A fundamental part of running any community is your database of users.
But even more basic than that is the ability to reach people: to communicate with potential members and customers, track what’s working, and convert interest into engagement — and eventually into sales.
At its heart, FluentCRM is an email marketing and automation tool, similar to Mailchimp or MailerLite. It’s not a full-blown, enterprise-style CRM in the sales-team sense of the word (having worked on a multi-million-pound Siebel implementation back in the noughties, I have no intention of reliving that particular joy).
What it does give us is all the mailing list, automation and funnel goodness you’d expect from the market leaders — without the enterprise headache.
So yes, you could just use one of those external tools. But there are two very good reasons we don’t.
1. Cost
As your audience grows, or as your automations become more sophisticated, monthly costs can spiral alarmingly (Mailchimp, I’m looking at you).
FluentCRM isn’t necessarily dramatically cheaper as a like-for-like replacement, because it actually does more than that. But it avoids the trap of being lured in by “free” plans that become expensive just as your business starts to grow.

***

_AIM OF THE TASK_
Reproduce word for word everything in the FluentCRM passage from "At its heart, FluentCRM" down to "looking at you).". The material after this point is separate from the FluentCRM passage.

_RECORDED DATA_
***

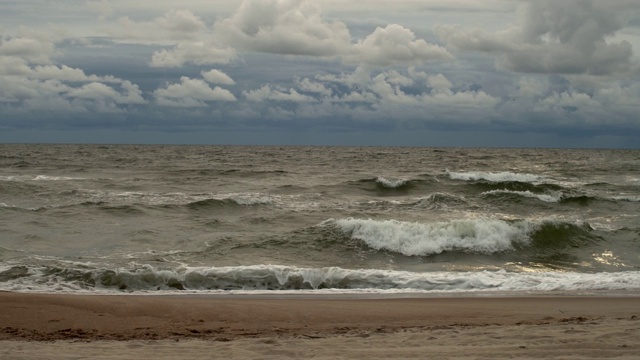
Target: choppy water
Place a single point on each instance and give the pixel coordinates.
(78, 218)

***

_RESULT_
At its heart, FluentCRM is an email marketing and automation tool, similar to Mailchimp or MailerLite. It’s not a full-blown, enterprise-style CRM in the sales-team sense of the word (having worked on a multi-million-pound Siebel implementation back in the noughties, I have no intention of reliving that particular joy).
What it does give us is all the mailing list, automation and funnel goodness you’d expect from the market leaders — without the enterprise headache.
So yes, you could just use one of those external tools. But there are two very good reasons we don’t.
1. Cost
As your audience grows, or as your automations become more sophisticated, monthly costs can spiral alarmingly (Mailchimp, I’m looking at you).